Tuesday, November 30, 2010

Disney Princess Half-Marathon: Coming Full Circle

I started running to get away from an unhappy life. It was my escape--literally--out of "that house" and gave me an excuse to be by myself, to do something for me. I had never been athletic. I was one of those kids who got straight A's in every subject but begged the PE coach to "give me a D and just let me sit out." It wasn't that I couldn't do the things they wanted me to do; it was the discomfort I felt being watched while I had to do them. (I will not even get into the horror I felt whenever I'd come out to phys ed and see the Shuttle Run set up.)

But running was easy...not so much physically, since I literally couldn't go longer than 2 minutes at first without feeling like I was going to die...but emotionally. All I needed was a pair of sneakers and my headphones, and to just go: put one foot in front of the other. The results came quick and were easy to measure: At first, I just went around the block, running the corners and walking the straight-aways. Within a few days, I could run the straights and just walk the corners. Before I knew it, I was running 10 minutes straight. And then...my first 5k. Up until that moment, when I crossed my first-ever finish line, I had never ever been so proud of myself. A year or so later, I started toying with the idea of a half marathon. When I mentioned it to my nears and dears at the time, most of them scoffed, pointed, and ridiculed outright. "13 miles? You? There's no way."

Another year (and one divorce later), I crossed the finish line at the 2001 Walt Disney Half-Marathon.

Although there was no longer a need to escape my life, I kept running...although my distances rarely went over 3 miles.

Then in 2004, after nearly 2 years of trying to get pregnant and 13 weeks of a joyous pregnancy, Hubby and I had a miscarriage.

(Records from a data source)
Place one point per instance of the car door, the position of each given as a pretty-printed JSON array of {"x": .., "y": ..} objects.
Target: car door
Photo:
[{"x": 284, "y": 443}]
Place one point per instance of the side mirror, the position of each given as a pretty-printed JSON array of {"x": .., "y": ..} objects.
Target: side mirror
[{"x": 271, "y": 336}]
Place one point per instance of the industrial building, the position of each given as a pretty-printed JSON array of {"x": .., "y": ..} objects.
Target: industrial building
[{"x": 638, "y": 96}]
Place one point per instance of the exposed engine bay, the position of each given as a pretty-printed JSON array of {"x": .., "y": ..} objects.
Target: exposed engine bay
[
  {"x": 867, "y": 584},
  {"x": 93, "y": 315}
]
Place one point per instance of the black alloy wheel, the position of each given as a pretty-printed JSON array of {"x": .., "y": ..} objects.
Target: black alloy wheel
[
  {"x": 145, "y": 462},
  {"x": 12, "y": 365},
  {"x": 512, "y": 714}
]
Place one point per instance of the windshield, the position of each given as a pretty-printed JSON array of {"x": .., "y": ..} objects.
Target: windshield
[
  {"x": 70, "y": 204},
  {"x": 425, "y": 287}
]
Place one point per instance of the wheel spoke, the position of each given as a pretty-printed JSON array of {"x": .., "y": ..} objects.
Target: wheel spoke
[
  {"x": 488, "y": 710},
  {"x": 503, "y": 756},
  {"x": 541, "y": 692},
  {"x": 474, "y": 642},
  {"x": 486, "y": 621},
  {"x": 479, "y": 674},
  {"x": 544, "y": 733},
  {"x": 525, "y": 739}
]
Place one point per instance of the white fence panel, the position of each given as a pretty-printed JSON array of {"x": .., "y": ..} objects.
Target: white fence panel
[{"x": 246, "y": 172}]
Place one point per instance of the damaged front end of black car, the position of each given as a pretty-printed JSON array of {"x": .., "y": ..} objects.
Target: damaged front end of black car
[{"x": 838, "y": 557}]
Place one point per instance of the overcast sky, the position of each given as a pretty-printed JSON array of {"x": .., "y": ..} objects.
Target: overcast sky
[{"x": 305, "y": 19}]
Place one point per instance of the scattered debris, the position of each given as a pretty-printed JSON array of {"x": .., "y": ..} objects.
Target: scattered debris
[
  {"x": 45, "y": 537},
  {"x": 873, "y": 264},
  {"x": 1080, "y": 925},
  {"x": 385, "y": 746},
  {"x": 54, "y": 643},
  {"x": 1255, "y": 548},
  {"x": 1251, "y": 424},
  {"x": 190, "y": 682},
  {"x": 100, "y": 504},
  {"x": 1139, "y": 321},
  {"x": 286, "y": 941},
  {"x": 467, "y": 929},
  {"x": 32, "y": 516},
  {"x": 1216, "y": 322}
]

EXERCISES TO COMPLETE
1. In the half-marathon post, rewrite everything from "I started running" down to "Run set up.)", replacing "running" with "jogging".
2. According to the half-marathon post, in what year did the writer cross the finish line at the Walt Disney Half-Marathon?
3. Using the half-marathon post, decide whether each statement agrees with it. Give yes or no for each, and quote the deciding words. (a) The writer had always been athletic. (b) At first, the writer could not run longer than 2 minutes. (c) After the half-marathon, the writer's distances usually went well over 3 miles.

ANSWERS TO THE EXERCISE
1.
I started jogging to get away from an unhappy life. It was my escape--literally--out of "that house" and gave me an excuse to be by myself, to do something for me. I had never been athletic. I was one of those kids who got straight A's in every subject but begged the PE coach to "give me a D and just let me sit out." It wasn't that I couldn't do the things they wanted me to do; it was the discomfort I felt being watched while I had to do them. (I will not even get into the horror I felt whenever I'd come out to phys ed and see the Shuttle Run set up.)

2. 2001

3.
(a) No: "I had never been athletic."
(b) Yes: "I literally couldn't go longer than 2 minutes at first without feeling like I was going to die"
(c) No: "my distances rarely went over 3 miles."